* START *

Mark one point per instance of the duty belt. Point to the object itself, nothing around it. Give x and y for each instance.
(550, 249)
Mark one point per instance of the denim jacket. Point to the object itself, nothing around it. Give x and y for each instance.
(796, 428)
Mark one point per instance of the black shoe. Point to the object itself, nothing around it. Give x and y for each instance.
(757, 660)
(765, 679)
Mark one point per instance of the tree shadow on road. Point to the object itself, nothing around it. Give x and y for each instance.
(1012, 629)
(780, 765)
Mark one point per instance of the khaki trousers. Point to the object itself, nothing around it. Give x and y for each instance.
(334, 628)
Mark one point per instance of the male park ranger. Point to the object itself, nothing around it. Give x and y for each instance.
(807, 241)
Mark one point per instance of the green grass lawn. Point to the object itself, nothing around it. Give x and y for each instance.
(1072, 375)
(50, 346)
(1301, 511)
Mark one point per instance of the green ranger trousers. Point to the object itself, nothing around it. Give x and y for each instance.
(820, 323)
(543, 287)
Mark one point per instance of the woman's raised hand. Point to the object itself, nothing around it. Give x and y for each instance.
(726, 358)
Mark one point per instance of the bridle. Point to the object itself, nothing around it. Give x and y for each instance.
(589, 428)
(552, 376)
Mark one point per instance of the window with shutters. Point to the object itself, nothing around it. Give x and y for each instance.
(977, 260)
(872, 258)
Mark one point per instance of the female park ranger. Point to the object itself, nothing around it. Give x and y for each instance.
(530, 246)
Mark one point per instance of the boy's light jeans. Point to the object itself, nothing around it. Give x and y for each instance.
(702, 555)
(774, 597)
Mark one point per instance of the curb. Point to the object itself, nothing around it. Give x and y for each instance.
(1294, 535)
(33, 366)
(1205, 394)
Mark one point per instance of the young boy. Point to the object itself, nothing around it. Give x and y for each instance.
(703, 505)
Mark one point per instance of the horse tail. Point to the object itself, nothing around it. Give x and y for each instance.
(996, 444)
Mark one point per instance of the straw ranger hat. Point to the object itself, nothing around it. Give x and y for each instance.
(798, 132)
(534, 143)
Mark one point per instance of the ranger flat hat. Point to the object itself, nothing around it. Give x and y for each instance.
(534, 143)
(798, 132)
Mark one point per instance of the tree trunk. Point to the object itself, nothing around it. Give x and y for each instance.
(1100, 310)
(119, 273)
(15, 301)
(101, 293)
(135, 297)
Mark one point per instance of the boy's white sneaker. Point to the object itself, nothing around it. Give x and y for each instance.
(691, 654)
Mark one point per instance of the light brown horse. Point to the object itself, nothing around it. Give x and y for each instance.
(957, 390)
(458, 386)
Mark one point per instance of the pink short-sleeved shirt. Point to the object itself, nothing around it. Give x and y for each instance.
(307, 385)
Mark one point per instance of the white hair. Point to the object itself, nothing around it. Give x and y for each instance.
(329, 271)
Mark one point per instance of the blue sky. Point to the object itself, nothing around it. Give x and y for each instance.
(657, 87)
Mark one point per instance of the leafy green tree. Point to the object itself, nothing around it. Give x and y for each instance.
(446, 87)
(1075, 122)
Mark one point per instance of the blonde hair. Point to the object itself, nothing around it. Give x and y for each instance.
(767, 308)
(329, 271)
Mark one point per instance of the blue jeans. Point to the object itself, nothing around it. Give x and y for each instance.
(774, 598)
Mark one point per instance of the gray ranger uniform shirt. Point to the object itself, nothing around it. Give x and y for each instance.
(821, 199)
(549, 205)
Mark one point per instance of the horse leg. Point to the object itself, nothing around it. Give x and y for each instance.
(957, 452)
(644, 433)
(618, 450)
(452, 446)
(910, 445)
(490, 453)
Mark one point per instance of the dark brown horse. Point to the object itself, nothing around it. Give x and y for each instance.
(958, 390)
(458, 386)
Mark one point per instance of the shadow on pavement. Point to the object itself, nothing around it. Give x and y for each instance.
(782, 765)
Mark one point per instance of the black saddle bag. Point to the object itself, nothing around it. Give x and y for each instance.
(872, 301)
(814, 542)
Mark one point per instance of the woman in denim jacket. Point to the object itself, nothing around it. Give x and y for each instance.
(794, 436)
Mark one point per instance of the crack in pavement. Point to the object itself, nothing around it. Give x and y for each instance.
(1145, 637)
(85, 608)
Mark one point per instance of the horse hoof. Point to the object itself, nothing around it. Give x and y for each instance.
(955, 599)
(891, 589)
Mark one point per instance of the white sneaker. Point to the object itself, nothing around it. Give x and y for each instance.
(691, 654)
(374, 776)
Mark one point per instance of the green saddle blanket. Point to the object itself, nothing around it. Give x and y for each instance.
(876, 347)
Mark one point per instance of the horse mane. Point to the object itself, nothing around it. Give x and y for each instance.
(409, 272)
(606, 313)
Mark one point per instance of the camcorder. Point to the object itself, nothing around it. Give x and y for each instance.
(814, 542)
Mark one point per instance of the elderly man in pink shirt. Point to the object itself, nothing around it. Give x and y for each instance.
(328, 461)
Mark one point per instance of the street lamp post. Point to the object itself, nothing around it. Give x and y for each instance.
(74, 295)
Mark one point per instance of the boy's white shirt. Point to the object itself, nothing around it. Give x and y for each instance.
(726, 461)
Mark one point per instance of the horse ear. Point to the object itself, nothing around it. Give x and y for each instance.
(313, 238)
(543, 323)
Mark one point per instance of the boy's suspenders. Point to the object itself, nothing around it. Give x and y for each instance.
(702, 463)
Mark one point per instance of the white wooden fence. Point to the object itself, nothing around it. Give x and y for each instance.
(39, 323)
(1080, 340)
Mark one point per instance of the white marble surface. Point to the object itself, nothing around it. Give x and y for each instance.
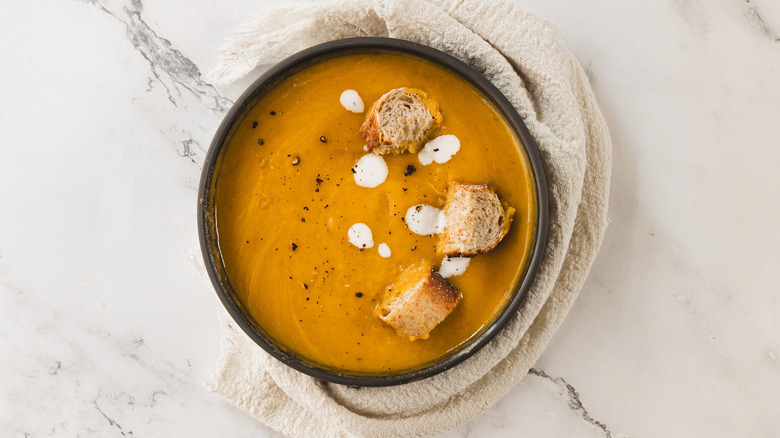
(107, 326)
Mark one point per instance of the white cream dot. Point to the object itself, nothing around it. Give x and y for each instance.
(360, 235)
(351, 101)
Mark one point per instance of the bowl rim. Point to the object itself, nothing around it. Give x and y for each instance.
(249, 96)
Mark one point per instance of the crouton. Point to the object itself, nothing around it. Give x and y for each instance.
(400, 121)
(417, 301)
(476, 220)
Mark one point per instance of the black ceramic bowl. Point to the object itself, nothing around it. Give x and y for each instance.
(207, 220)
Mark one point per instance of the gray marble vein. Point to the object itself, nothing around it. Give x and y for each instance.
(170, 68)
(573, 398)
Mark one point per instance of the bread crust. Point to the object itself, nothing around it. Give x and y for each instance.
(414, 312)
(375, 135)
(477, 220)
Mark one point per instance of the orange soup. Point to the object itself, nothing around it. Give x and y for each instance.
(285, 198)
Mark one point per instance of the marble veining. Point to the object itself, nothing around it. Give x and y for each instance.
(107, 319)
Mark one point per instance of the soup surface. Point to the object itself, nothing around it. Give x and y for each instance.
(285, 197)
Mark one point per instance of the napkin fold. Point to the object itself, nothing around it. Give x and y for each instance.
(526, 58)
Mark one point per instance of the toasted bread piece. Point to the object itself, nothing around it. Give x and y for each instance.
(417, 301)
(401, 120)
(476, 220)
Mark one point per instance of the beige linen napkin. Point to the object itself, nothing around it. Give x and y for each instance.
(525, 57)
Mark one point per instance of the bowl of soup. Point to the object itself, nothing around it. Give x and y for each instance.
(279, 202)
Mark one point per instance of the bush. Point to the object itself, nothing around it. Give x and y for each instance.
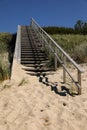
(80, 53)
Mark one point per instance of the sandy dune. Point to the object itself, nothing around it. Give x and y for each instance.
(31, 105)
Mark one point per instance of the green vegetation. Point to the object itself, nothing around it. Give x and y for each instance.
(7, 44)
(74, 45)
(79, 28)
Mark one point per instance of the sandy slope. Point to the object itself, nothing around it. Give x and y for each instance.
(35, 106)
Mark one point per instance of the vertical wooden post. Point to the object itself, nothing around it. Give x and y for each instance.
(64, 72)
(79, 81)
(55, 59)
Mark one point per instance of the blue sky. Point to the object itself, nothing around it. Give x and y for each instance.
(46, 12)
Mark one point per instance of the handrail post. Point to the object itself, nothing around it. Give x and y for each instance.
(55, 59)
(79, 81)
(64, 72)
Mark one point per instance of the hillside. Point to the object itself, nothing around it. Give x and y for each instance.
(7, 44)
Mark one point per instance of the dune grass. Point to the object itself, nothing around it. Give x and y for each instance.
(74, 45)
(6, 52)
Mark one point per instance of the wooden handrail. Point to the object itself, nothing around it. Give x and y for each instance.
(47, 39)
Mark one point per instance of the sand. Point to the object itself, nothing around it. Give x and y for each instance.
(27, 104)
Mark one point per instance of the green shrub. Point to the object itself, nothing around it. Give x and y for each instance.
(80, 53)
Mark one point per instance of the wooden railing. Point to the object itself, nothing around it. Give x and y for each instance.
(60, 55)
(17, 53)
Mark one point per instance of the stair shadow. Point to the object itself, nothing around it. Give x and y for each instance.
(54, 86)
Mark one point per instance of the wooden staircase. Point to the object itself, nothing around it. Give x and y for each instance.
(32, 55)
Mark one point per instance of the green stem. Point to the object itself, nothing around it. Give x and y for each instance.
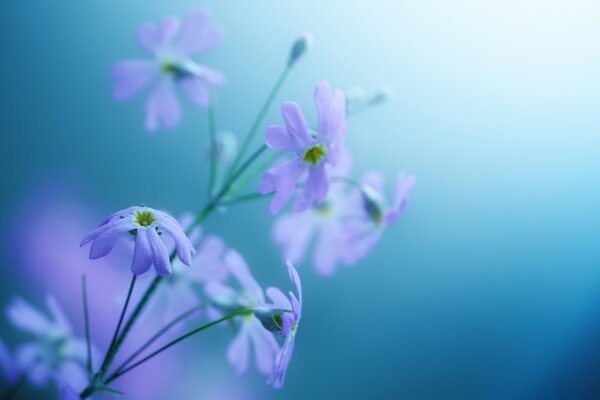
(212, 152)
(174, 342)
(160, 333)
(259, 118)
(86, 318)
(115, 342)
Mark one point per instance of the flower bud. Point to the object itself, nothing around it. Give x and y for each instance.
(299, 48)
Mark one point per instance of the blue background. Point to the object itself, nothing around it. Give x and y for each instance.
(487, 288)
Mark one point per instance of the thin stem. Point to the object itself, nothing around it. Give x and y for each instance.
(174, 342)
(161, 332)
(212, 152)
(14, 389)
(86, 318)
(115, 342)
(259, 118)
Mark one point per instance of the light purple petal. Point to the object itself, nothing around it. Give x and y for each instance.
(106, 241)
(182, 243)
(196, 90)
(131, 76)
(162, 107)
(404, 186)
(154, 37)
(196, 36)
(265, 347)
(331, 107)
(278, 299)
(296, 125)
(293, 232)
(25, 317)
(160, 254)
(142, 254)
(315, 189)
(239, 351)
(281, 179)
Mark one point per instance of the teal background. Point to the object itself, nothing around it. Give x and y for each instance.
(487, 288)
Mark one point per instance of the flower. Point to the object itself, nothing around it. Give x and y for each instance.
(371, 214)
(322, 224)
(251, 332)
(313, 150)
(54, 354)
(146, 225)
(172, 45)
(288, 326)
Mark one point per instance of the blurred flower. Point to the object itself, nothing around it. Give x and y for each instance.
(251, 332)
(300, 46)
(313, 151)
(288, 326)
(146, 225)
(55, 354)
(172, 45)
(371, 214)
(295, 231)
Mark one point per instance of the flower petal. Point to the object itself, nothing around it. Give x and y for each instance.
(239, 351)
(331, 107)
(196, 36)
(131, 76)
(142, 253)
(162, 107)
(154, 37)
(160, 254)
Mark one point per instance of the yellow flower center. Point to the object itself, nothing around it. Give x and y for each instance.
(144, 218)
(315, 154)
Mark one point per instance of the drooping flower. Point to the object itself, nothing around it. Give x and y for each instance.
(146, 225)
(172, 45)
(251, 333)
(321, 224)
(371, 214)
(55, 353)
(284, 324)
(313, 151)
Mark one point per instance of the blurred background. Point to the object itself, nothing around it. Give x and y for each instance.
(487, 287)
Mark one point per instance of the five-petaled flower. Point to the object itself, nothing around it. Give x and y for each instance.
(172, 44)
(148, 226)
(314, 151)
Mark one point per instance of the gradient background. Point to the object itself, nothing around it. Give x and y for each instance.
(487, 288)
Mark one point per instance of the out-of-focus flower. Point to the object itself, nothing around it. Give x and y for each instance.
(371, 214)
(323, 224)
(55, 353)
(286, 325)
(313, 151)
(251, 332)
(172, 44)
(300, 46)
(147, 225)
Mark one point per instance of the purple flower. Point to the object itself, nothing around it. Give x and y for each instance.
(313, 151)
(172, 45)
(371, 214)
(251, 332)
(54, 354)
(321, 224)
(147, 226)
(288, 326)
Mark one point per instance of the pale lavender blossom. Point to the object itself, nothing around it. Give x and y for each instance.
(371, 214)
(287, 325)
(149, 227)
(172, 44)
(320, 225)
(251, 333)
(55, 354)
(313, 151)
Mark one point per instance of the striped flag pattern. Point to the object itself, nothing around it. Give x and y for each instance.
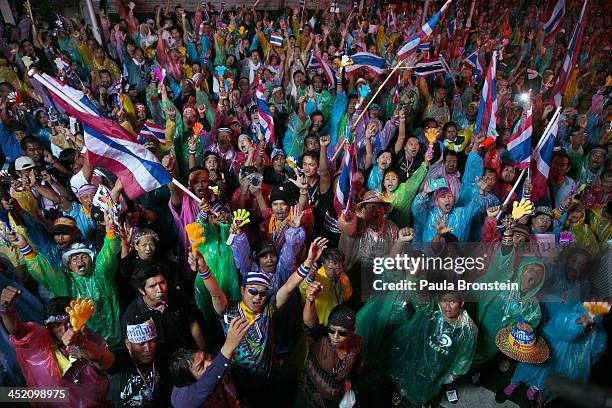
(276, 40)
(487, 107)
(363, 60)
(318, 64)
(519, 144)
(109, 145)
(429, 67)
(345, 181)
(266, 123)
(151, 130)
(573, 50)
(555, 21)
(424, 33)
(542, 159)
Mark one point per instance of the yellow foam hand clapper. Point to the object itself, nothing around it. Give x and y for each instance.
(195, 233)
(241, 218)
(597, 308)
(519, 210)
(80, 311)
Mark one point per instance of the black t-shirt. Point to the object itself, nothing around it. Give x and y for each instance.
(173, 325)
(131, 388)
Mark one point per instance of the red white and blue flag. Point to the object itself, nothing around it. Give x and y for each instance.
(109, 145)
(318, 64)
(475, 62)
(519, 144)
(151, 130)
(266, 123)
(276, 40)
(542, 159)
(555, 21)
(573, 50)
(424, 33)
(345, 180)
(363, 60)
(487, 107)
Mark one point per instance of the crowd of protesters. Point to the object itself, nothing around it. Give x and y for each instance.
(277, 311)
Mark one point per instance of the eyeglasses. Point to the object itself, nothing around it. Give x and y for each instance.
(255, 292)
(341, 333)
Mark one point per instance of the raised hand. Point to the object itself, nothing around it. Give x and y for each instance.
(316, 249)
(8, 296)
(519, 210)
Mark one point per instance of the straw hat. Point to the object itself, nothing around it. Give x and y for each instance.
(374, 197)
(521, 343)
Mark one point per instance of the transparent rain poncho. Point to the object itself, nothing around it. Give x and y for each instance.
(219, 258)
(426, 351)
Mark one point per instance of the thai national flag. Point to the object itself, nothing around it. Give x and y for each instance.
(363, 60)
(555, 21)
(108, 144)
(276, 40)
(345, 181)
(573, 50)
(542, 158)
(151, 130)
(487, 107)
(519, 144)
(266, 123)
(422, 35)
(473, 60)
(318, 64)
(429, 67)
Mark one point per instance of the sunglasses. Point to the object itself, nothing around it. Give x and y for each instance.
(255, 292)
(341, 333)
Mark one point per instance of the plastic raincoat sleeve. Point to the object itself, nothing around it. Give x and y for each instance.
(294, 238)
(48, 276)
(242, 253)
(106, 261)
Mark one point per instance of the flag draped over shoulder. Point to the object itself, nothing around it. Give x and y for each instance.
(108, 144)
(422, 34)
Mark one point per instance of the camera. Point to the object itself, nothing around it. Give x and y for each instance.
(97, 214)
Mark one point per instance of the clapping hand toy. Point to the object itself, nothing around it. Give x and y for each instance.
(432, 135)
(241, 218)
(80, 311)
(519, 210)
(195, 232)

* END *

→ The request:
Convert the data from its start through the line that contains "(1301, 511)" into a two-column CSV with the headers instruction and coordinates. Each row pairs one instruction with all of the coordinate lines under it, with each field in double quotes and line breaks replaced by spaces.

→ Exercise solution:
instruction,coordinates
"Mark one point per instance of the duty belt. Point to the object itself, nothing around it. Give x and y for each instance.","(550, 249)"
"Mark one point per instance of the denim jacket. Point to the object itself, nothing around it. Give x and y for each instance.","(796, 428)"
"Mark one point per instance of the black shoe. Point to the object itself, nothing around it. Give x and y for each instance.","(757, 660) (765, 679)"
"Mark one point per instance of the tree shadow on road. Point to the object itself, nothing around it. Give x and y for each instance.","(1012, 629) (780, 765)"
"Mark one point per instance of the khaki trousers. Point to the object itself, nothing around it. Give x and y for each instance.","(334, 628)"
"Mark one point per instance of the male park ranger. Point to the object itself, nothing around it. Give x and y for each instance.","(807, 241)"
"Mark one point per instance of the green grass lawn. Point to the object itself, nothing around it. Give x and y for each instance.","(1072, 375) (50, 346) (1301, 511)"